» **PROBLEM TO SOLVE**: Pull out every line of the listing below that contains the word "droplet", and copy each one in full.

» **DATA SHOWN**:
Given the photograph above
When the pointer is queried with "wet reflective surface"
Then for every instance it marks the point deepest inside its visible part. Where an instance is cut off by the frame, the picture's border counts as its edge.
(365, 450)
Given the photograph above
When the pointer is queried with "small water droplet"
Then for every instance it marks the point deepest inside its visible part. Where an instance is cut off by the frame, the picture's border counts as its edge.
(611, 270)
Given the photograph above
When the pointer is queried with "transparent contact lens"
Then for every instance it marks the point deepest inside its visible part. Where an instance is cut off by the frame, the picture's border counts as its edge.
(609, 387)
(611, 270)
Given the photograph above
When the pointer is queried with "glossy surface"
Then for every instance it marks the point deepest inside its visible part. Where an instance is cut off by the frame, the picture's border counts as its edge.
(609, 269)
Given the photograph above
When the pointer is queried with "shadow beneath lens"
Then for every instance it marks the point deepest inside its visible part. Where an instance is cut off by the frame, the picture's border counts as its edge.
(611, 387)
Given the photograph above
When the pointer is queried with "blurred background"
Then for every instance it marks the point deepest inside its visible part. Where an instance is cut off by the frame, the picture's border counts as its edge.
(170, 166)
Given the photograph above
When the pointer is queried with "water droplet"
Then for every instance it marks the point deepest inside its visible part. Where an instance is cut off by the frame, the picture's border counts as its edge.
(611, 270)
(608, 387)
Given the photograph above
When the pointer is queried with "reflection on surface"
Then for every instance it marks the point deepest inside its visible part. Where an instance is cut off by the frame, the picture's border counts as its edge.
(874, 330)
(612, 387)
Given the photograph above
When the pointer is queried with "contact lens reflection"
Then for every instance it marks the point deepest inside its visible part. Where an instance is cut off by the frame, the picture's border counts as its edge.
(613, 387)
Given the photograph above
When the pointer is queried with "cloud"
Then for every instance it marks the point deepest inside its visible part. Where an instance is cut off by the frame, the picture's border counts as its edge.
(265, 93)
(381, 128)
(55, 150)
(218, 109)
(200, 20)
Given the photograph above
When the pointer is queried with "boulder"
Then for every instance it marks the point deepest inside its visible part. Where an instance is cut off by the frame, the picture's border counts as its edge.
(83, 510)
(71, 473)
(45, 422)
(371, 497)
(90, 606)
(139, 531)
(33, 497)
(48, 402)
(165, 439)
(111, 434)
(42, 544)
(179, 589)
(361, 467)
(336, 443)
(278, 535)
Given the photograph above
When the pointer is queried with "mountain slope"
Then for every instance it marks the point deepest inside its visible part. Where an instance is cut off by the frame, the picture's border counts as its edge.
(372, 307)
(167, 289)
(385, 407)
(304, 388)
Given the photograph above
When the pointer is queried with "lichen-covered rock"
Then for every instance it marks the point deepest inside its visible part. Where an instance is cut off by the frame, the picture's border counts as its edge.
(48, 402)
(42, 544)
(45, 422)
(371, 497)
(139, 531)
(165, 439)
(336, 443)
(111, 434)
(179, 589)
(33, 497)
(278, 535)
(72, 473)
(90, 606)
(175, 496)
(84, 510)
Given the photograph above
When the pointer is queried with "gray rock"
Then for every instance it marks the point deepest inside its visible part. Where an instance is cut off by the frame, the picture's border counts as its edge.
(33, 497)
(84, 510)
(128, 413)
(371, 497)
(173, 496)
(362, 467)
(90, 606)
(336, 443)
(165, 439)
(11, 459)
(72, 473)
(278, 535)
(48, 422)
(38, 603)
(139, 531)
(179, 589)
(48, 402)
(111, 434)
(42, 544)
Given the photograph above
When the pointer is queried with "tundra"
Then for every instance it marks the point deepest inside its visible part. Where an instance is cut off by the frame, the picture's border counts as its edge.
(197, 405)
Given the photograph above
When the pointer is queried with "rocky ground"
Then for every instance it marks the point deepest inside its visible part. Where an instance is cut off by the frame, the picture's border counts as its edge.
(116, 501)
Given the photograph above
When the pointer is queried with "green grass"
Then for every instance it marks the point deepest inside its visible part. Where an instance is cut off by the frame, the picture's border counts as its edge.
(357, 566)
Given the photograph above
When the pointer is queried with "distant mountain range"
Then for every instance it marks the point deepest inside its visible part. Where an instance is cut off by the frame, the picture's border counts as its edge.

» **WRITTEN RESPONSE**:
When the pointer is queried with "small water droplet"
When the pointer is queried with "water droplet"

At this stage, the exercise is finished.